### WHAT YOU WILL DO
Please copy the lines of the material below word for word, starting at the line that contains "wall, that would be most appreciated." and ending after the line that contains "[[[204,118],[202,117],[200,117],[200,124],[204,124]]]", with both of those lines included and nothing else added.

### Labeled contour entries
◇ ◇ ◇ ◇ ◇ ◇ ◇
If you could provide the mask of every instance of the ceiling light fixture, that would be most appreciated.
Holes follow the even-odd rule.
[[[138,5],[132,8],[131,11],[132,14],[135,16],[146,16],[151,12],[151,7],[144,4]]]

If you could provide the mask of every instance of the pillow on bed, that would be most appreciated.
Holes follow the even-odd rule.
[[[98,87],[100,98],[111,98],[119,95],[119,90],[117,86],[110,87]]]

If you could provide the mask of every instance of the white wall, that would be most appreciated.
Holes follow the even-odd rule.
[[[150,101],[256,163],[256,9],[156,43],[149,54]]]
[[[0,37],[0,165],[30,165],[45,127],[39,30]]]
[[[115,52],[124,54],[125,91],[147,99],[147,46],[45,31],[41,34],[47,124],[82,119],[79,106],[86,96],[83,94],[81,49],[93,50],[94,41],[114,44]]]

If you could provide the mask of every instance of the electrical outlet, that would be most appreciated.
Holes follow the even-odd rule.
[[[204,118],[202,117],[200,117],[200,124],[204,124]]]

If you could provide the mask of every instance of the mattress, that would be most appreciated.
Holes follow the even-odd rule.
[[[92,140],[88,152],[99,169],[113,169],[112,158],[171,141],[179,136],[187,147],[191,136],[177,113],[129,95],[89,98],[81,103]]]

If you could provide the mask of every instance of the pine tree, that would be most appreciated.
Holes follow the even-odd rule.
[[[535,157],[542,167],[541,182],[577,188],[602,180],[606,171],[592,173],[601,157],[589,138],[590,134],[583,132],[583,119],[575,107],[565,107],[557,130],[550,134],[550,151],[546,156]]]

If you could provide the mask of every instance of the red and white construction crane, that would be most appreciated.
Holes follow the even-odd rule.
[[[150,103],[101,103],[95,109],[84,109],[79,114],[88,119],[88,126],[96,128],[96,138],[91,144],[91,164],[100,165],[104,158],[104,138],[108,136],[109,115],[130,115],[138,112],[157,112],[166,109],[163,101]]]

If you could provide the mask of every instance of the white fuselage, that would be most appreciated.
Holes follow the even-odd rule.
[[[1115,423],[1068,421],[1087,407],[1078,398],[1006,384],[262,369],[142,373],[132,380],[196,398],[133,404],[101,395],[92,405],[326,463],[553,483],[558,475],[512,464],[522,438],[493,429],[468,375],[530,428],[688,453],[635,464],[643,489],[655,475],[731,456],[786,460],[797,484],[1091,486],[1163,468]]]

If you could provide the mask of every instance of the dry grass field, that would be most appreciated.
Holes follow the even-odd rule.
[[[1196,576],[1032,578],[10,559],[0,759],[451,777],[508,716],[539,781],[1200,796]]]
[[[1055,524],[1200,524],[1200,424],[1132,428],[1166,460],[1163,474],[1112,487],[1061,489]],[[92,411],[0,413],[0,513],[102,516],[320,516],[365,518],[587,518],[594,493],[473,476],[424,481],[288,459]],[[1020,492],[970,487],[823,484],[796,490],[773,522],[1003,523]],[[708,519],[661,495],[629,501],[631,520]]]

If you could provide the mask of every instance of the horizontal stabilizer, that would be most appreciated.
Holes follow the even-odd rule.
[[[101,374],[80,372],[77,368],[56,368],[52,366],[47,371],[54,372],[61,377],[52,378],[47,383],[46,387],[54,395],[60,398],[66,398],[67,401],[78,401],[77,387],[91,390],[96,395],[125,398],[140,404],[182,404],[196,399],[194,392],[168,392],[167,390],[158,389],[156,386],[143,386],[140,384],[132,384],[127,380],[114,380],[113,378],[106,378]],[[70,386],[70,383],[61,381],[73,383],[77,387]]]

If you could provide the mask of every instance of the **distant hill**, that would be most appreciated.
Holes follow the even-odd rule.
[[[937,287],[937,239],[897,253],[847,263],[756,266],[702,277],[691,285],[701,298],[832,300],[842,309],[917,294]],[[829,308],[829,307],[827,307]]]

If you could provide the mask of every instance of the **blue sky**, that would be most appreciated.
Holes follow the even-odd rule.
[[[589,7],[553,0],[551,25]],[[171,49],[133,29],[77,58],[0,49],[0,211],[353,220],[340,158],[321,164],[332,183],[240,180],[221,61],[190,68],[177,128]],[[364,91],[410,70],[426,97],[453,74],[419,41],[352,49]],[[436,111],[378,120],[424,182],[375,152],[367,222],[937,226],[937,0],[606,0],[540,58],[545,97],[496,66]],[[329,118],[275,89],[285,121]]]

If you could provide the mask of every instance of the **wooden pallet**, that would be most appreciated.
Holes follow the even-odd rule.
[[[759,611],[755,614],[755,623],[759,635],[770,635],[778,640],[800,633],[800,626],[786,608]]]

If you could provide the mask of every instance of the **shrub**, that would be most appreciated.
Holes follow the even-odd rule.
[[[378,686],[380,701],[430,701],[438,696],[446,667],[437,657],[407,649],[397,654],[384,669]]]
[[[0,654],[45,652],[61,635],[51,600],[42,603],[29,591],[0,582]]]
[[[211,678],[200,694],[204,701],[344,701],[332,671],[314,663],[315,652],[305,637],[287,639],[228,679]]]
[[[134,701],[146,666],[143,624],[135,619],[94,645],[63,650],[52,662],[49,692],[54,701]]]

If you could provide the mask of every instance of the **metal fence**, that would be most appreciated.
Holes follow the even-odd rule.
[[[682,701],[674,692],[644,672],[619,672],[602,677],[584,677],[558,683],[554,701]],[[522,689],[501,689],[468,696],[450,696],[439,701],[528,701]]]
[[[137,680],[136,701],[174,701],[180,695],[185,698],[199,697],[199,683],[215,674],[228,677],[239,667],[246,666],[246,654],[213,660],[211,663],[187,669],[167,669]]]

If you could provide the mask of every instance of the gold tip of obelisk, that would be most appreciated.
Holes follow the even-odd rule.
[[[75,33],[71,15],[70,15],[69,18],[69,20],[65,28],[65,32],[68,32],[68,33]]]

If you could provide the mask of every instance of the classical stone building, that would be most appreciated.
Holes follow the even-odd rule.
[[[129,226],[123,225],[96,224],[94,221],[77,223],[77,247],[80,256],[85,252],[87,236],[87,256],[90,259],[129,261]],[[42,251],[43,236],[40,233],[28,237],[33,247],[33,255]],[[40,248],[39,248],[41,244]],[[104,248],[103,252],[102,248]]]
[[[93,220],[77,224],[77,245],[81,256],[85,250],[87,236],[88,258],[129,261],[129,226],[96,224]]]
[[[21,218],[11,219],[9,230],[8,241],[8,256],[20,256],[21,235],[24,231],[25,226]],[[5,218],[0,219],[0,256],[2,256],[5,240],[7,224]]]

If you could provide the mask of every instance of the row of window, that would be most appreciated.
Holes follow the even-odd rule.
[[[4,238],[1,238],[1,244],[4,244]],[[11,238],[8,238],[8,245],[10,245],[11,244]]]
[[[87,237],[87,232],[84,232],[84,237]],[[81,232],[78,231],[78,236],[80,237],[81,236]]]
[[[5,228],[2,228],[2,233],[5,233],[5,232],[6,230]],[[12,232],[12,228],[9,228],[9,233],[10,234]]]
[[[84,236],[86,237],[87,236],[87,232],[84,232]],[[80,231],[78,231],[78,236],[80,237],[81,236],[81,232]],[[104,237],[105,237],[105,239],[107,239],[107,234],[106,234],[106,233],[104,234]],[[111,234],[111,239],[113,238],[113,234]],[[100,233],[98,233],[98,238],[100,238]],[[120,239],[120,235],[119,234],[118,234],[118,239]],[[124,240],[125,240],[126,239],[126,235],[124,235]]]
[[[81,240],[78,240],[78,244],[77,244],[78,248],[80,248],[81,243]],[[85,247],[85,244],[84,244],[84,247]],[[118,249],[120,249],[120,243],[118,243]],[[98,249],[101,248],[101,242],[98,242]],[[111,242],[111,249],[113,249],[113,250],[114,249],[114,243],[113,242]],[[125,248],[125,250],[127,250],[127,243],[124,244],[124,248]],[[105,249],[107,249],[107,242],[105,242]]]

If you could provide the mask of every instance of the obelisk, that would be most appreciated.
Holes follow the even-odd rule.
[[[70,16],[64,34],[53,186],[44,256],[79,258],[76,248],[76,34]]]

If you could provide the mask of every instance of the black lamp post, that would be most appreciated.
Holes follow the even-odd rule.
◇ ◇ ◇ ◇ ◇ ◇ ◇
### FINAL ANSWER
If you could provide the mask of every instance of the white wall, that would be most appreciated.
Holes follow the even-odd rule.
[[[150,101],[256,163],[256,9],[156,43],[149,54]]]
[[[0,37],[0,165],[30,165],[45,127],[39,30]]]
[[[115,52],[124,54],[125,91],[147,99],[147,46],[45,31],[41,34],[47,124],[82,119],[79,106],[86,96],[83,94],[81,49],[93,50],[94,41],[114,44]]]

If you could provide the mask of every instance of the electrical outlet, that would be most appreciated.
Holes follow the even-odd rule.
[[[204,118],[202,117],[200,117],[200,124],[204,124]]]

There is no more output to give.